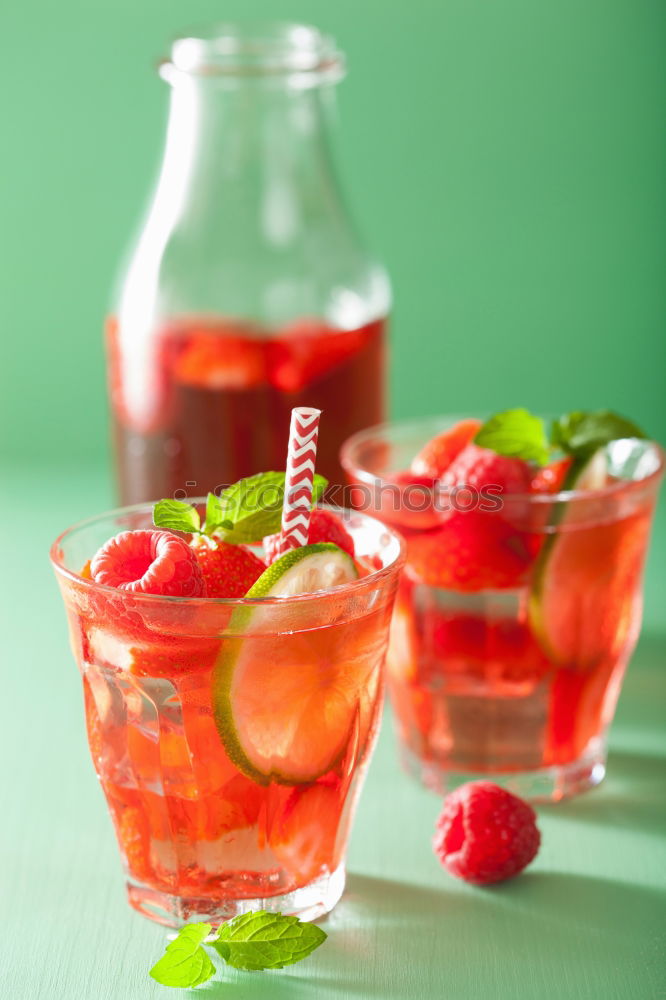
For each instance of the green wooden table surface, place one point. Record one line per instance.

☆ ☆ ☆ ☆ ☆

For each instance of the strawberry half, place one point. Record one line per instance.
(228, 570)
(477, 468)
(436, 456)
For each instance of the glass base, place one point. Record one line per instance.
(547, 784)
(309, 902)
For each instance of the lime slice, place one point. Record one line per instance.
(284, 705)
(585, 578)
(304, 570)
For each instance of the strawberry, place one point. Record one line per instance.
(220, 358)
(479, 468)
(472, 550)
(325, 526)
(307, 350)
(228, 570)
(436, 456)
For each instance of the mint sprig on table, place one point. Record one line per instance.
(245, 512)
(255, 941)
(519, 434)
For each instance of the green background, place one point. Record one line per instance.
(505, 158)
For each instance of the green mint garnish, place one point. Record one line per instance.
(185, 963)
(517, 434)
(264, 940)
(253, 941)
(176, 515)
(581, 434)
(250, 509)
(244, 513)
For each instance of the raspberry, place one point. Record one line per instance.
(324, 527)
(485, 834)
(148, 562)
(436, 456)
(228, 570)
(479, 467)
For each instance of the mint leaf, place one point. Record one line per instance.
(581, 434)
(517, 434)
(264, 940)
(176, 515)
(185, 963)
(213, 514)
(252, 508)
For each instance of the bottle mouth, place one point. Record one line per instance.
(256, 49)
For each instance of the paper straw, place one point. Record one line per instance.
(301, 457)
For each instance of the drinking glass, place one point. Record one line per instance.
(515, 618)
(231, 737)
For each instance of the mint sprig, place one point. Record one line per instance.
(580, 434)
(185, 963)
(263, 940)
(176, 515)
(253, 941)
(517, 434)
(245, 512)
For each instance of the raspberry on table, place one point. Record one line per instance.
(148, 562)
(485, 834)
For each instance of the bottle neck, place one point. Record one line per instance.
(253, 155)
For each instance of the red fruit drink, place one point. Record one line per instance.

☆ ☆ ☆ ☆ ☆

• _Your instructions_: The entries above hold the needed span. Transcribe exactly the lines from the one with "For each instance of the mint sprig, place" to the one with "For each instance of the red", both included.

• _Problem solution_:
For each instance of the mint sprig, place one point. Record one line per instance.
(580, 434)
(185, 963)
(263, 940)
(176, 515)
(253, 941)
(517, 434)
(245, 512)
For each instance of the raspberry on table, place one point. Record one line per instance.
(148, 562)
(485, 834)
For each instance of the bottle neck, place one point. Record one line per instance.
(253, 155)
For each instance of the red fruit drink, place one point. Record one line per instance.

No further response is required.